WORK TO COMPLETE ▸ Show each line of the records below that contains the string "sock", reproducing each such line in full.

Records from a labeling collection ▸
● ● ●
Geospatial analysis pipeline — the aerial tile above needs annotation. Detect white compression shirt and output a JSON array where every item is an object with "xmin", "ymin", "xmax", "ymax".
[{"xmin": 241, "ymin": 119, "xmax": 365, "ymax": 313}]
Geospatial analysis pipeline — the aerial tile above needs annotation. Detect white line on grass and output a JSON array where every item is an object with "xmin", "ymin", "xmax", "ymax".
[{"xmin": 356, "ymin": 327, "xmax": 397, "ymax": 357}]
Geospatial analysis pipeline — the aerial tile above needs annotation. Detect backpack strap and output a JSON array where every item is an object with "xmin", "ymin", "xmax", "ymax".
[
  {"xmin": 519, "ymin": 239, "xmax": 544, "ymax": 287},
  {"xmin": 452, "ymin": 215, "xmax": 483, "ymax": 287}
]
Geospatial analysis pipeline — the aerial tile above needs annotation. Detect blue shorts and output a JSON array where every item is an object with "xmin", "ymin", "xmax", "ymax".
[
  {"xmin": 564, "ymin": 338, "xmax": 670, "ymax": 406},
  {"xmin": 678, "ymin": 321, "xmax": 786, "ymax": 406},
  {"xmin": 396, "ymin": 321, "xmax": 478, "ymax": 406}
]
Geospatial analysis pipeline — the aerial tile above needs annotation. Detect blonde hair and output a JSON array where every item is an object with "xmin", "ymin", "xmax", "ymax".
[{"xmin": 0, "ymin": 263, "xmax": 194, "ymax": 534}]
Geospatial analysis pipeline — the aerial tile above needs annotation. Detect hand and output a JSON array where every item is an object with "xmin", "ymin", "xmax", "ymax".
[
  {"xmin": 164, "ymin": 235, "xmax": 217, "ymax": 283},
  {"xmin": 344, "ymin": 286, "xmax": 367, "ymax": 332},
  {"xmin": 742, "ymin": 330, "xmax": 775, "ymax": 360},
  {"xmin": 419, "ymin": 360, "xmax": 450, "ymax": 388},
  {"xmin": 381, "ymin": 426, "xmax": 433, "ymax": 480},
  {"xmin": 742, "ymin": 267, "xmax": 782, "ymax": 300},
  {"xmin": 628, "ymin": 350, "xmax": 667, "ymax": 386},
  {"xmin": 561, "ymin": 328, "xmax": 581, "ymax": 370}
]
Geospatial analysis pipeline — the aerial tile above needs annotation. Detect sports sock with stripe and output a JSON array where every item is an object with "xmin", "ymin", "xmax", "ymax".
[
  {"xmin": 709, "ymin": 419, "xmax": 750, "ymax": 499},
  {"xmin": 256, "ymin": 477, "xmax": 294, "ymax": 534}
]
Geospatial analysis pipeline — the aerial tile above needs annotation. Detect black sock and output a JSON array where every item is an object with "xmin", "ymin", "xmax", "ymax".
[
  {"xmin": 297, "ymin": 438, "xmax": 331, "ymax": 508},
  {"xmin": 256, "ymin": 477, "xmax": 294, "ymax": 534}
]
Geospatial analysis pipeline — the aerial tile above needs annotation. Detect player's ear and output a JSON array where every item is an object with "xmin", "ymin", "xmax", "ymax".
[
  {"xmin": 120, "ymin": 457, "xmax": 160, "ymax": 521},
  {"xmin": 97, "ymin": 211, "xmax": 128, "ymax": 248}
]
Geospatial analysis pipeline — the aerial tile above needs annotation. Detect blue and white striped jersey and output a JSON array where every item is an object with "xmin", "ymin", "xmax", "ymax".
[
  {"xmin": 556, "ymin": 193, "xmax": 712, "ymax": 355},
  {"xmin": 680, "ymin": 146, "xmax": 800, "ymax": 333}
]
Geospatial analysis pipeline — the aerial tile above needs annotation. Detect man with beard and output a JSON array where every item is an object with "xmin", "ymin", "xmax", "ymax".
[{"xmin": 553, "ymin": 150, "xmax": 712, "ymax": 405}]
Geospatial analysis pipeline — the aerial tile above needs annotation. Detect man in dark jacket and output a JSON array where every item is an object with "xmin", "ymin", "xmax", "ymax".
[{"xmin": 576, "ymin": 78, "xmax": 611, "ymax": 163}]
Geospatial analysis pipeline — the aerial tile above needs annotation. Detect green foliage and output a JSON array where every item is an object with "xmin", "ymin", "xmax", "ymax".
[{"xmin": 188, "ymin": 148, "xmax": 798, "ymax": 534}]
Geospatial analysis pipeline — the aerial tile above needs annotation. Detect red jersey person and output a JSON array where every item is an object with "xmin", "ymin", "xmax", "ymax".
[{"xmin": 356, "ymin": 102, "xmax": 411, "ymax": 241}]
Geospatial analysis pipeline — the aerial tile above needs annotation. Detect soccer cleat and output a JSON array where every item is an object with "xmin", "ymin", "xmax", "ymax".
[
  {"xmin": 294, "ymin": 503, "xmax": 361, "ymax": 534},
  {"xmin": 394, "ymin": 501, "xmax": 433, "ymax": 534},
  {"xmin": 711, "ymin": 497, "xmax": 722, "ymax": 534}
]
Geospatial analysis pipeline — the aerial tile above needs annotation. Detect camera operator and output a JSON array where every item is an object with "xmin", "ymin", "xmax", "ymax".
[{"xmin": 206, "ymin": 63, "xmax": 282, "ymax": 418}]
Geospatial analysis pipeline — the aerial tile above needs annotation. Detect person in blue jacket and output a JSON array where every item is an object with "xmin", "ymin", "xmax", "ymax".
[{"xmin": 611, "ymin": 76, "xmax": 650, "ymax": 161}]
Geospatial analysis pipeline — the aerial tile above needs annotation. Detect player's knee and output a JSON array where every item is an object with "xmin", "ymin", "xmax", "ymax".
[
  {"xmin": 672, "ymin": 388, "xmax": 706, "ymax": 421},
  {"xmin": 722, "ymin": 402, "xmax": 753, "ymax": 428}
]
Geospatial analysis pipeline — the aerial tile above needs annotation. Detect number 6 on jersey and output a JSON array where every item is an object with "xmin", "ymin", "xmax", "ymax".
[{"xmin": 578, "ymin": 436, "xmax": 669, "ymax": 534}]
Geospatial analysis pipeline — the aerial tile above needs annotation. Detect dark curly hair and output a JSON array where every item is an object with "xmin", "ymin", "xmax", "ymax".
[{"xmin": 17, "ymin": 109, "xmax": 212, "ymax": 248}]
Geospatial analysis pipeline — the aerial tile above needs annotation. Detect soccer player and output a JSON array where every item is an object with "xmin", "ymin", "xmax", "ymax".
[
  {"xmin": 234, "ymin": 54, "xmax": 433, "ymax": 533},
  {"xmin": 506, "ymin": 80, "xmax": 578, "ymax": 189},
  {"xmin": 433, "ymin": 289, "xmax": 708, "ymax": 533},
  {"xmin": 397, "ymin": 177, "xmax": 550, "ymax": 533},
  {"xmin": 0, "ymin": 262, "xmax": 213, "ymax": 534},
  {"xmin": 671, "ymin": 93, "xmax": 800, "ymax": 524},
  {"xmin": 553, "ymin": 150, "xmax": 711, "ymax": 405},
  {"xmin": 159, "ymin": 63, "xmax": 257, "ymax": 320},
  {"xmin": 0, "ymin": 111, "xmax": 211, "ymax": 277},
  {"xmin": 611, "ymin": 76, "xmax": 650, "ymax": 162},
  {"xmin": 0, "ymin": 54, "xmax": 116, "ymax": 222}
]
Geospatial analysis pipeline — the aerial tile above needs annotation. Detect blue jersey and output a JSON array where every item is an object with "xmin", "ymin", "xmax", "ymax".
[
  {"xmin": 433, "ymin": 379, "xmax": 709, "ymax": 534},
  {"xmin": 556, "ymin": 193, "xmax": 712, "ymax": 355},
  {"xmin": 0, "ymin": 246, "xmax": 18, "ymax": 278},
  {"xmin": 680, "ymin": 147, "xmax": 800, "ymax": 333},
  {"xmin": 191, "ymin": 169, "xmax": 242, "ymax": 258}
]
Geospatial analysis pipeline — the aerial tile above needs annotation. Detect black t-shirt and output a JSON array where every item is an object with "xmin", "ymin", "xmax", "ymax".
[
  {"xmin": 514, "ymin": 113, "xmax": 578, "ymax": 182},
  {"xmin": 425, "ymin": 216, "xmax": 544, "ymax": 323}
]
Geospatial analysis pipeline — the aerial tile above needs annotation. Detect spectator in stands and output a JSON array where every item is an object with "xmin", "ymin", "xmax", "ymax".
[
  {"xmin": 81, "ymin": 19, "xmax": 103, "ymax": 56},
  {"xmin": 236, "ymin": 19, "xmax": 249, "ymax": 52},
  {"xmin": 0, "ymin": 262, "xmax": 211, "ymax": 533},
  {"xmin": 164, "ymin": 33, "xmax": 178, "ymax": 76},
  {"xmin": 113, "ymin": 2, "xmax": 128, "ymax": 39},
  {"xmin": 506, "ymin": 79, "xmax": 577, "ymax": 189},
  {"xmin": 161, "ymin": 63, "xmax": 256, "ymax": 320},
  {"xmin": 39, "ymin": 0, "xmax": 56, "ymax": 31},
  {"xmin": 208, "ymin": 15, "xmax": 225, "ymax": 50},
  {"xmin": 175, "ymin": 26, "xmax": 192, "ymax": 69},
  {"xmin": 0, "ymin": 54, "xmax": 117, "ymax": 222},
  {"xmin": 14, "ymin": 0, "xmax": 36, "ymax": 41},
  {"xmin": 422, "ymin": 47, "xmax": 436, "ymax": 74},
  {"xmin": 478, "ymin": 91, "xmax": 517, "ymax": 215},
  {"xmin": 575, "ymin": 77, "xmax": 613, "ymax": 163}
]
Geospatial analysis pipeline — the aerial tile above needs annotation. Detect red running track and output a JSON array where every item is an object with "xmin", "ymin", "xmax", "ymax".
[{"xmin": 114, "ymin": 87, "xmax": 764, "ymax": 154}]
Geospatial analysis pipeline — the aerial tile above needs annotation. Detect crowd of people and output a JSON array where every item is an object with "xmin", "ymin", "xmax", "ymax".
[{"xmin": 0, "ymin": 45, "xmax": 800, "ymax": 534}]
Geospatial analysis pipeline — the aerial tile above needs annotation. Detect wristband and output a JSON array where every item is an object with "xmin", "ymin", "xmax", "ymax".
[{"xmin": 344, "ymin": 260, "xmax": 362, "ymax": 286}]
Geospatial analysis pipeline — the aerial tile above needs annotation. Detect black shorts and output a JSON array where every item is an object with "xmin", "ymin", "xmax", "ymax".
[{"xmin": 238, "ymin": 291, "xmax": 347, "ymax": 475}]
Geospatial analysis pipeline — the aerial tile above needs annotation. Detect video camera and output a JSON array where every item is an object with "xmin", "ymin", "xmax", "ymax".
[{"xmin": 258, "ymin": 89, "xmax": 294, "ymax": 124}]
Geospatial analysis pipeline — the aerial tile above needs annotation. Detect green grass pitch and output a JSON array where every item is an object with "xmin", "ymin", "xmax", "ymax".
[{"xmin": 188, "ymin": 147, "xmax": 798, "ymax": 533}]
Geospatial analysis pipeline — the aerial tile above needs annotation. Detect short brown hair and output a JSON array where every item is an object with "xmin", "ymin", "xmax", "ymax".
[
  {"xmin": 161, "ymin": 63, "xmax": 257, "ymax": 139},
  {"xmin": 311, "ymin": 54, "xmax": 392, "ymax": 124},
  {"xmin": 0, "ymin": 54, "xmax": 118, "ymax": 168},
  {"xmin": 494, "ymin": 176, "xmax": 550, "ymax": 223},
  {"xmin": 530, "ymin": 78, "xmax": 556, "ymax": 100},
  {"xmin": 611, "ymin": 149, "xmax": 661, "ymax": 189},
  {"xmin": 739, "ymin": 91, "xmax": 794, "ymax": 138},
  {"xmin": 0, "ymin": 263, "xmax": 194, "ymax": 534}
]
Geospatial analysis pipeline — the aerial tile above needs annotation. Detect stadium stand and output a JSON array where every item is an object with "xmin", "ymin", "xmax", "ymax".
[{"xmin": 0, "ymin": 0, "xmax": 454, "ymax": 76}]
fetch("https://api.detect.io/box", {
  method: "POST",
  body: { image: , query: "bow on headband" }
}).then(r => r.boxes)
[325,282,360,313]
● ● ●
EXPECTED ANSWER ▸
Geospatial analysis pipeline — the aerial tile above needs annotation. Detect sports sock with stripe and output a JSON array where every item is an object with "xmin", "ymin", "xmax", "ymax".
Geospatial analysis pipeline — the aerial tile above needs annotation. Detect black sock and output a JSON array where every item is an object with "xmin", "ymin", "xmax", "ymax".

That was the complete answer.